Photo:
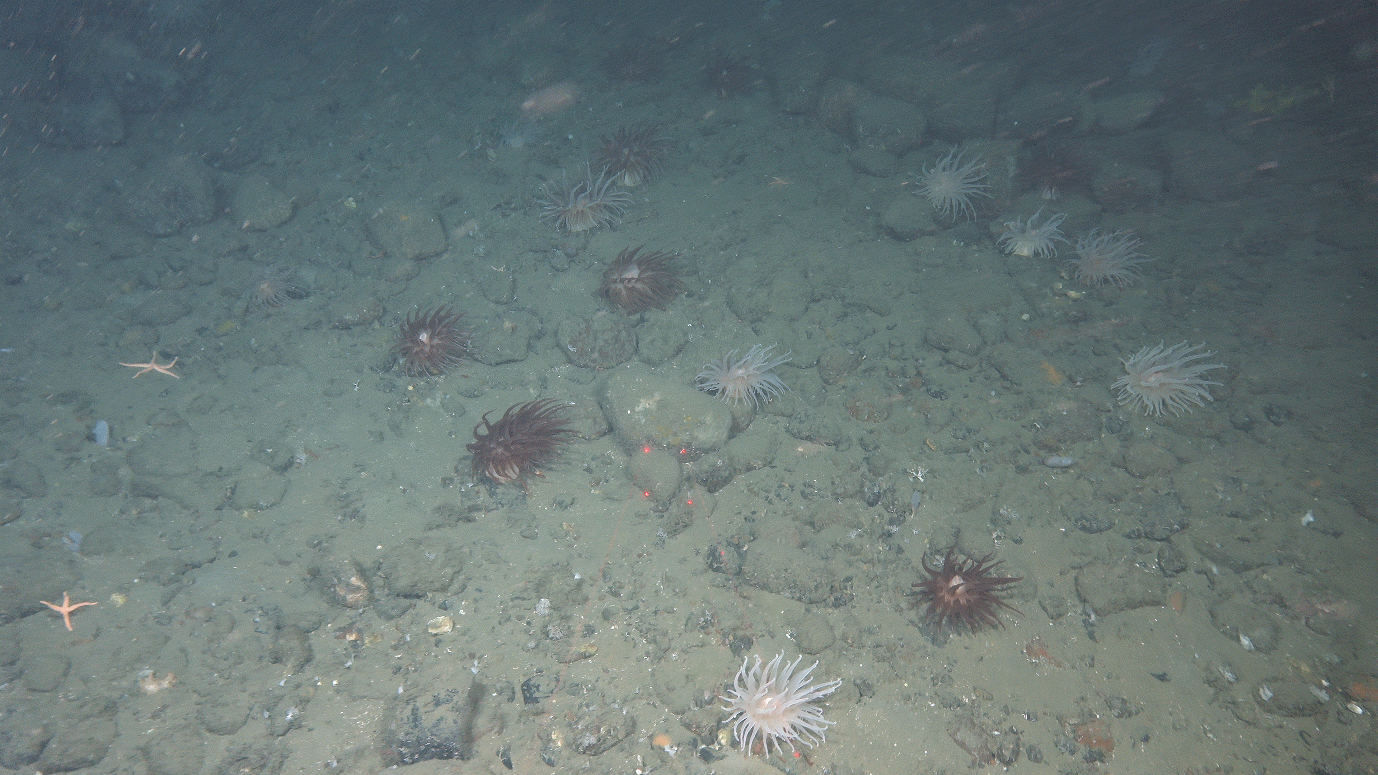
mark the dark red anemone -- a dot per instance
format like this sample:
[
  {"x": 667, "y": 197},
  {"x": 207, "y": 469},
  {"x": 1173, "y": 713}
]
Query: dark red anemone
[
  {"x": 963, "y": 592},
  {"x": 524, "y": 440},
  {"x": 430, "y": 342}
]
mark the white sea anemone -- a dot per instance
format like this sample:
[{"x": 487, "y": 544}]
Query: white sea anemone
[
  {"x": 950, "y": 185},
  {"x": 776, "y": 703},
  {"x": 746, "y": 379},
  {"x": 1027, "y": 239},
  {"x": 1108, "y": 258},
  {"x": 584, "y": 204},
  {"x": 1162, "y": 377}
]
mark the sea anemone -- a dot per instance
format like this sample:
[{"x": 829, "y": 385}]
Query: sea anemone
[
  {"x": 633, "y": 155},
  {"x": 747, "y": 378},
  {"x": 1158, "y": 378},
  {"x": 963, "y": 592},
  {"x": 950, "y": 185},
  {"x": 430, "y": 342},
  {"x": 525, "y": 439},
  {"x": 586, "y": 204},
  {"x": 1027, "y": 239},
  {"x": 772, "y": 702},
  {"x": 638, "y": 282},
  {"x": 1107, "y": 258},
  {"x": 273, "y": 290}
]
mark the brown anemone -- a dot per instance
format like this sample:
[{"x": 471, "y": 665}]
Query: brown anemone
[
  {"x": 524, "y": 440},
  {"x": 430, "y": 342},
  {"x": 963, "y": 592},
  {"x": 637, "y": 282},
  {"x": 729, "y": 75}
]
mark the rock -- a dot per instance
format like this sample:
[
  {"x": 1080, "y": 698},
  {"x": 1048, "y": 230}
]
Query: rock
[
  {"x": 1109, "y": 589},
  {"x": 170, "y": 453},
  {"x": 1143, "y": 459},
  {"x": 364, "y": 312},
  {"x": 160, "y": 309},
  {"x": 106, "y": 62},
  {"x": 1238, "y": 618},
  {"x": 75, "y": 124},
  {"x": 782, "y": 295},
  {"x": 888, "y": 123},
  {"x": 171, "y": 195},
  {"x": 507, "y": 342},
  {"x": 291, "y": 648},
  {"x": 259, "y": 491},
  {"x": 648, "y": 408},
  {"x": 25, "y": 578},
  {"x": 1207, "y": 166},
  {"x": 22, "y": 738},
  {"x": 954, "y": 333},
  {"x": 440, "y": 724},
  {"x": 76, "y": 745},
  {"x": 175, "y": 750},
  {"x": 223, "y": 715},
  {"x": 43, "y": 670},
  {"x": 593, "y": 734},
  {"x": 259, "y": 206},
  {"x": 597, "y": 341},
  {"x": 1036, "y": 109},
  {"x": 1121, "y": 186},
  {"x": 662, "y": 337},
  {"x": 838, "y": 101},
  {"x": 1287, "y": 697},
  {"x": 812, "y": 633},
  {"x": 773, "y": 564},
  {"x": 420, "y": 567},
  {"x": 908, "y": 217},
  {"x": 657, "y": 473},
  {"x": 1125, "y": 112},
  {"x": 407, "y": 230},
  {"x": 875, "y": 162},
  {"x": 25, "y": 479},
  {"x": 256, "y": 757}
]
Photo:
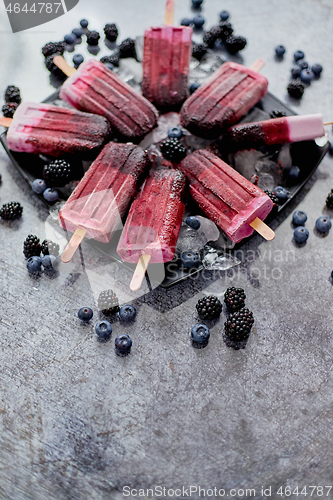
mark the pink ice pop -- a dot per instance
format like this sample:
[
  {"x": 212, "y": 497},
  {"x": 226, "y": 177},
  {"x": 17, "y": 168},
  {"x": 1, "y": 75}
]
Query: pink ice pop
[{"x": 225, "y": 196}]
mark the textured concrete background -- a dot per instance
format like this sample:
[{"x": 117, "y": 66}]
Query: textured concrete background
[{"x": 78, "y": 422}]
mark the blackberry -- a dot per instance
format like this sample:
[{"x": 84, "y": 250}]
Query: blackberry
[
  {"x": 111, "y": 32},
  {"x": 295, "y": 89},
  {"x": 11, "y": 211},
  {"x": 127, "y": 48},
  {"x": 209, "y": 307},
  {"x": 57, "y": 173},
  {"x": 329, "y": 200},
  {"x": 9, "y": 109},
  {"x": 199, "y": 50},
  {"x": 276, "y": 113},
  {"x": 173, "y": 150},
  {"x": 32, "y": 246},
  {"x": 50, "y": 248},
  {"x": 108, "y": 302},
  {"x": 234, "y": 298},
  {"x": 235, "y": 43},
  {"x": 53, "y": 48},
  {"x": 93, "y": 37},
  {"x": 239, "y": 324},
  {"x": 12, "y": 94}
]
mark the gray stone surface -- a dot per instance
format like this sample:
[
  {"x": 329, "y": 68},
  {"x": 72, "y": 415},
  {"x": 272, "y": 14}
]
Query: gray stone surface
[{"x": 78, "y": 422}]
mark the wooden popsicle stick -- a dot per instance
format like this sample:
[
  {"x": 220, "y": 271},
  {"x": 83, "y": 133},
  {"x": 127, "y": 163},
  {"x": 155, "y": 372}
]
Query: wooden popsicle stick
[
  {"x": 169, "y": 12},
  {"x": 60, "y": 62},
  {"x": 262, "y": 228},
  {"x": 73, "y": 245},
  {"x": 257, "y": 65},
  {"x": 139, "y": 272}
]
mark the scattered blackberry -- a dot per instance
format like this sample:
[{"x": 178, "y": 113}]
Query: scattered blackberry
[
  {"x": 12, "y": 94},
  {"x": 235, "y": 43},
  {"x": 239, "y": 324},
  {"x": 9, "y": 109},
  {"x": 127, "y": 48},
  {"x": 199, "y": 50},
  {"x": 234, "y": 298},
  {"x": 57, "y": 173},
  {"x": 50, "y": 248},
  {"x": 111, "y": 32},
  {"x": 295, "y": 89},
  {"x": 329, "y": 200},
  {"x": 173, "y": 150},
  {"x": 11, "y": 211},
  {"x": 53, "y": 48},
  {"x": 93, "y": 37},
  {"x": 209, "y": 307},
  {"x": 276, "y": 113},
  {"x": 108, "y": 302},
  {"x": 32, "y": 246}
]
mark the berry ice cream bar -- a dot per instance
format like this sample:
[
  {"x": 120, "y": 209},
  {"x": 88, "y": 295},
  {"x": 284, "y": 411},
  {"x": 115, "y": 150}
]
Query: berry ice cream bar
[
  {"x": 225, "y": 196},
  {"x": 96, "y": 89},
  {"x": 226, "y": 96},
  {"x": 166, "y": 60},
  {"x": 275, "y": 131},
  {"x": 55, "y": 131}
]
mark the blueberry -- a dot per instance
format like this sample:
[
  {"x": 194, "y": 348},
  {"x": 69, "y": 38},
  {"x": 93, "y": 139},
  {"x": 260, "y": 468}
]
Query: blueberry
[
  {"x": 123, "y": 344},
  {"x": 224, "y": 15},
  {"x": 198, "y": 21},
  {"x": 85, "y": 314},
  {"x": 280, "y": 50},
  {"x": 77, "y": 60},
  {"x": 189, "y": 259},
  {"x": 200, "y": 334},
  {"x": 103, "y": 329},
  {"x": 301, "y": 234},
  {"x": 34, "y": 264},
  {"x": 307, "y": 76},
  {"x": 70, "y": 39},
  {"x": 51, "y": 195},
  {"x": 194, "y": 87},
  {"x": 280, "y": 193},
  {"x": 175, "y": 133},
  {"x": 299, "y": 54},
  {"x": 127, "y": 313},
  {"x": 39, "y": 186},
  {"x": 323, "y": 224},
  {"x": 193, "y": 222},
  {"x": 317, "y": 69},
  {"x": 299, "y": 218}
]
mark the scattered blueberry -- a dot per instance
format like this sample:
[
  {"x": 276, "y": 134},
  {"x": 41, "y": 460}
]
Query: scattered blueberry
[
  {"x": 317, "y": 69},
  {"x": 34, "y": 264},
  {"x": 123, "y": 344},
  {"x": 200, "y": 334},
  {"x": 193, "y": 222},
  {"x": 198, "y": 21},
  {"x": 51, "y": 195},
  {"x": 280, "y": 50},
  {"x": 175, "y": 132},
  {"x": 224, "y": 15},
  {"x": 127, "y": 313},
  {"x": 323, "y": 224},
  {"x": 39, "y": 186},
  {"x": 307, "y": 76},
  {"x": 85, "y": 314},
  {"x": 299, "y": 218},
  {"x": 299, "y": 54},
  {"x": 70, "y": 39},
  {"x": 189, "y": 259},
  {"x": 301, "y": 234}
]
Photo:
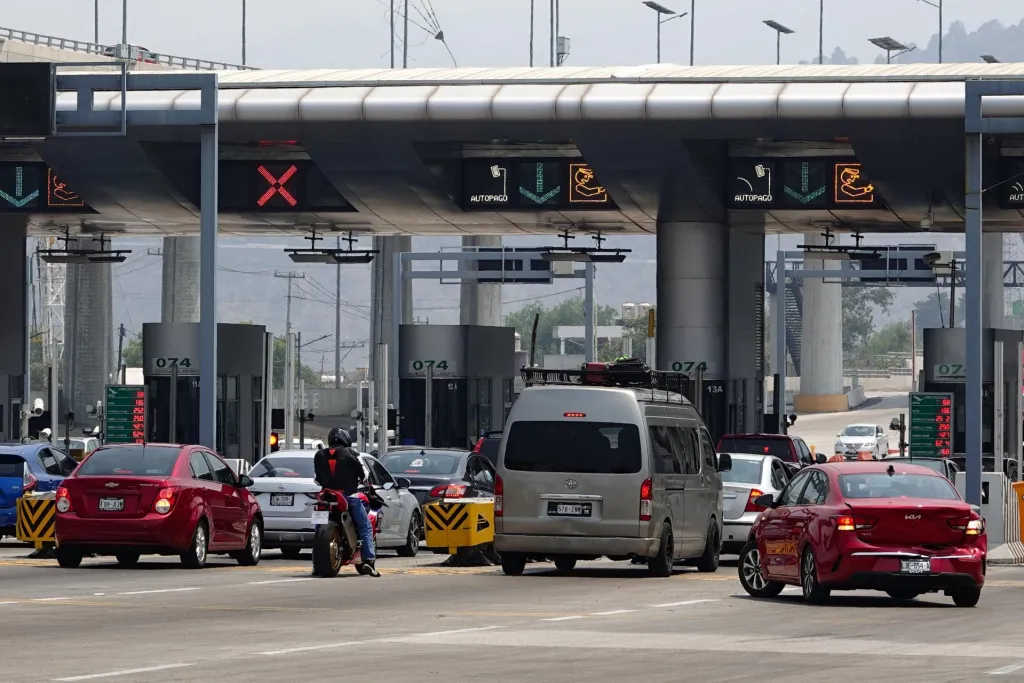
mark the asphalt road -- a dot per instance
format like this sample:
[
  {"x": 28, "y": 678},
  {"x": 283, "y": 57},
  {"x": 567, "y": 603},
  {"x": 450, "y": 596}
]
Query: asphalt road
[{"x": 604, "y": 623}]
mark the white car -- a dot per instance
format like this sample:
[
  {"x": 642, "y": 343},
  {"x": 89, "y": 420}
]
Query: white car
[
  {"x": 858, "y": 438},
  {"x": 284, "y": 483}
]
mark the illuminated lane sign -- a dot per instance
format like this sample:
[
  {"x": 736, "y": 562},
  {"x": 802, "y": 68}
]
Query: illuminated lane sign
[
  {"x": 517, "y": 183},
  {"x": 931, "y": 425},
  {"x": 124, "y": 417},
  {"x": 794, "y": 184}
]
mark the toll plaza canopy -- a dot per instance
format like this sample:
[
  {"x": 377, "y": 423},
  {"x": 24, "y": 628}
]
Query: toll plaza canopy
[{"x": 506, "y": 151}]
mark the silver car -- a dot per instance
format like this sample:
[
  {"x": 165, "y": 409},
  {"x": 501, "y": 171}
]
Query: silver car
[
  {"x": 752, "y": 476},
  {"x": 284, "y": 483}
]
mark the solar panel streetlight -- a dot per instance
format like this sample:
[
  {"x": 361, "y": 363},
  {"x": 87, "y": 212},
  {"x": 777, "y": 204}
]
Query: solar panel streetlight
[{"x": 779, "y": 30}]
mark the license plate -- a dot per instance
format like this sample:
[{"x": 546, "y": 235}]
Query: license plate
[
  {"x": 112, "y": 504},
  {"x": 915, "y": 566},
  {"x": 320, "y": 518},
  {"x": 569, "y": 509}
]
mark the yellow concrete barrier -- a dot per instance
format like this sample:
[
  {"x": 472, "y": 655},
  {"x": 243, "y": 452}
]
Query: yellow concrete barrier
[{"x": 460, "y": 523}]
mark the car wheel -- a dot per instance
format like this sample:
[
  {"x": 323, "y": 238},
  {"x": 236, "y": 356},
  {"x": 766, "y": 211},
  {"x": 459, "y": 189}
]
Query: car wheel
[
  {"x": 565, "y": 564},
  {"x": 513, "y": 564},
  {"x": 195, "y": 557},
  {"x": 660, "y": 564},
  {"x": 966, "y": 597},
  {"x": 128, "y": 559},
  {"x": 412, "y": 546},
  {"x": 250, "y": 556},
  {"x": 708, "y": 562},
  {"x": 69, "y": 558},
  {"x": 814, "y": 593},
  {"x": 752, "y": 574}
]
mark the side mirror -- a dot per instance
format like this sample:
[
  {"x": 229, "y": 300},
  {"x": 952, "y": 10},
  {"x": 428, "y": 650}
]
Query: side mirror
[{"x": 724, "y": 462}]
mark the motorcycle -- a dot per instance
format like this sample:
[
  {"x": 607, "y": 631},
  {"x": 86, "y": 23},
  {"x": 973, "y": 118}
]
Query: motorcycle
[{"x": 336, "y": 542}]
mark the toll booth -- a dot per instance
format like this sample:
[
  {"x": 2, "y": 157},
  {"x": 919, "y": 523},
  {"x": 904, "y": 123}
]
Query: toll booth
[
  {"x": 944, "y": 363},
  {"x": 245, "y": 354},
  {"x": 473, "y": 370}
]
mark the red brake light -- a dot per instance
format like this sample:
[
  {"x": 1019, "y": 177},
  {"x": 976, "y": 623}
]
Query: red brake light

◆ **Work required**
Return only the number of lines in the data that hold the string "brake".

◆ **Your response**
2